<<<<

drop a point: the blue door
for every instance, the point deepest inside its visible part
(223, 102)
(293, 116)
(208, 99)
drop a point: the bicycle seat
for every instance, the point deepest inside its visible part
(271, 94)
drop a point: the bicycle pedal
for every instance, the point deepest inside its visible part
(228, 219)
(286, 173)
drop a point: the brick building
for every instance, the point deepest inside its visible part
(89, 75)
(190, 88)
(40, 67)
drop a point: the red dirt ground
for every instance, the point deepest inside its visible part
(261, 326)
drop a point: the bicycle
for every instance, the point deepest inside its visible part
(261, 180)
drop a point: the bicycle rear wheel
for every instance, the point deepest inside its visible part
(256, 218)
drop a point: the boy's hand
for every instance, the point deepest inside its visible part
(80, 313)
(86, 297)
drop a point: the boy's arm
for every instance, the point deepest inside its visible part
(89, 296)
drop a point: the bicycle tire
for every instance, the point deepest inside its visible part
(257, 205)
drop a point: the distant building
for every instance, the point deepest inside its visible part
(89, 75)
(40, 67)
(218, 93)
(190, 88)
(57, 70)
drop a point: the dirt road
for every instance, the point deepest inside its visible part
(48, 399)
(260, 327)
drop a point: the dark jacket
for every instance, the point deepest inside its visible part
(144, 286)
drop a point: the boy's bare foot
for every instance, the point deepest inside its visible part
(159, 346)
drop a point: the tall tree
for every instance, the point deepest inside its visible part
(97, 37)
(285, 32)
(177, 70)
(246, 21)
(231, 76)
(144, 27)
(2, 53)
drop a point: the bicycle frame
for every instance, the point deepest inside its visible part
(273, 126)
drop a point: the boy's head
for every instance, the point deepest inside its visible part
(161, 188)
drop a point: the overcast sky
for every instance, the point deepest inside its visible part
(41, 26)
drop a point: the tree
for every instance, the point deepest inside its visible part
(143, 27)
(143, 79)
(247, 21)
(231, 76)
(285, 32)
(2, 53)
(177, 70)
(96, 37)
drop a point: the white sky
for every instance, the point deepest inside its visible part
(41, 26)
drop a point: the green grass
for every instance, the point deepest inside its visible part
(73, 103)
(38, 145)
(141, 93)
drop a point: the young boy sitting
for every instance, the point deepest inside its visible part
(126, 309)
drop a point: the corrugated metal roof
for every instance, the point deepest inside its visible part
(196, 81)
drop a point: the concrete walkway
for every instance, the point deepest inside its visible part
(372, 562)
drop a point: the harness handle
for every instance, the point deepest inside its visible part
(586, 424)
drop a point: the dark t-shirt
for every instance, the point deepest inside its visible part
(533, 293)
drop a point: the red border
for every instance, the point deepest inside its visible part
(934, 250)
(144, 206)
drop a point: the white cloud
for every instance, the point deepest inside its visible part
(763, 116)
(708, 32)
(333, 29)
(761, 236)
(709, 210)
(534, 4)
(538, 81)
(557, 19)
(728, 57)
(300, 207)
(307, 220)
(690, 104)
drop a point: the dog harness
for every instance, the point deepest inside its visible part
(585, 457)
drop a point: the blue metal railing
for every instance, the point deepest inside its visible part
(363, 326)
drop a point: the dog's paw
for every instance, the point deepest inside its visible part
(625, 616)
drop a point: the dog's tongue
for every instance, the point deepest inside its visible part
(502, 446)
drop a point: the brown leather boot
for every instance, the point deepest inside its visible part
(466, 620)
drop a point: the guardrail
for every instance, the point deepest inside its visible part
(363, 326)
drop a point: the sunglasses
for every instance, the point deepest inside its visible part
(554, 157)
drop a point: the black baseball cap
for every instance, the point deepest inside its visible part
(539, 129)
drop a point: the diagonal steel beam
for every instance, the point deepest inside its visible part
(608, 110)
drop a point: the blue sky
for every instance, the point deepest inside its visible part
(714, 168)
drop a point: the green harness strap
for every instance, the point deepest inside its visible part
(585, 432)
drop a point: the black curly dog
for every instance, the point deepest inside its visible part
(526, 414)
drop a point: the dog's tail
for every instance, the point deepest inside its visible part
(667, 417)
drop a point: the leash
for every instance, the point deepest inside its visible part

>>>>

*GOAL:* Swap "drop a point" for "place a marker" wherever it occurs in the items above, and write all the items out again with nothing else altered.

*ANSWER TO THIS PROBLEM:*
place a marker: the blue door
for every instance, the point deepest inside its visible part
(223, 102)
(293, 116)
(208, 99)
place a marker: the bicycle seat
for every instance, the point deepest inside its visible part
(271, 94)
place a marker: the bicycle pedal
for every instance, the point deepest inside its visible part
(228, 219)
(286, 173)
place a marker: the brick building
for every instance, the point deepest inside its visible part
(89, 75)
(190, 88)
(40, 67)
place a marker: the red dirt ground
for every instance, the point deepest inside its visible part
(261, 326)
place a marker: the bicycle
for every instance, the point deepest inside its visible part
(261, 180)
place a marker: the bicycle rear wheel
for every instance, the point deepest inside its visible part
(256, 218)
place a marker: the boy's hand
for every instance, the point deepest inside its visible part
(80, 313)
(86, 297)
place a marker: the boy's arm
for every instance, the point deepest inside its visible part
(89, 296)
place a marker: the bicycle tire
for every instance, the point deepest inside its visible part
(257, 205)
place a marker: the distant building
for every instance, the point deepest inside its visible part
(89, 75)
(40, 67)
(218, 93)
(190, 88)
(57, 70)
place a marker: the dirt road
for every instance, the point deepest inside its visible part
(48, 399)
(260, 327)
place a marker: the dark jacket
for every instance, the point deepest inside its visible part
(144, 286)
place a marker: the boy's bare foot
for every instance, the point deepest inside its visible part
(159, 346)
place a marker: the tall tree
for every instance, the point deepest inside its visible part
(97, 37)
(285, 32)
(177, 70)
(246, 21)
(231, 76)
(144, 27)
(2, 53)
place a marker: the bicycle frame
for every instance, the point deepest inside its visible part
(273, 126)
place a marker: the boy's head
for every instance, the point deepest inside its visible part
(161, 188)
place a marker: the overcast sky
for every instance, the point deepest inside its visible part
(41, 26)
place a marker: the tree
for every instance, the point deepest inside its visible part
(143, 27)
(143, 79)
(247, 21)
(231, 76)
(285, 32)
(2, 53)
(177, 70)
(96, 37)
place a marker: the white sky
for every instance, the point deepest inside its visible part
(41, 26)
place a marker: the green grass
for every instance, the point deepest inside its visible part
(73, 103)
(38, 145)
(141, 93)
place a marker: the young boy sitting
for every instance, the point deepest inside its visible part
(126, 309)
place a marker: the corrugated metal roof
for every instance, the point deepest inside its visible part
(196, 81)
place a marker: the concrete walkway
for every instance, the point deepest inside its visible part
(372, 562)
place a marker: the harness handle
for every instance, the point deepest inside its visible part
(586, 424)
place a marker: the dark t-shirt
for every instance, the point deepest inside its visible part
(533, 293)
place a marker: the red border
for every instance, the point deepest inside its visible part
(934, 250)
(144, 206)
place a marker: the white cloud
for every instance, the point deepest inside its visible part
(763, 116)
(708, 32)
(333, 29)
(761, 236)
(709, 210)
(534, 4)
(538, 81)
(557, 19)
(728, 57)
(300, 207)
(307, 220)
(690, 104)
place a marker: the dog harness
for every instance, the point deepest inside its visible part
(585, 457)
place a marker: the blue metal railing
for every instance, the point deepest inside its visible part
(363, 326)
place a marker: the dog's paw
for every instance, the point deepest inside its visible part
(625, 616)
place a marker: the dog's tongue
for every instance, the point deepest inside its visible part
(502, 446)
place a marker: the brown leather boot
for every instance, the point deepest inside its visible part
(466, 620)
place a marker: the guardrail
for every instance, the point deepest inside its visible part
(363, 326)
place a marker: the sunglasses
for every instance, the point deepest inside its visible part
(554, 157)
place a marker: the black baseball cap
for every instance, the point deepest inside its visible part
(539, 129)
place a marker: the diagonal steel beam
for every instance, the point deepest inside its visible part
(608, 110)
place a marker: the blue sky
for every instance, the point deepest inside its visible part
(714, 168)
place a marker: the green harness strap
for every instance, the point deepest inside its visible part
(585, 432)
place a marker: the black curly dog
for every instance, the point deepest inside its visible part
(526, 414)
place a marker: the dog's tail
for every instance, the point deepest inside its visible part
(667, 417)
place a marker: the leash
for every instance, the point deepest inside its visible part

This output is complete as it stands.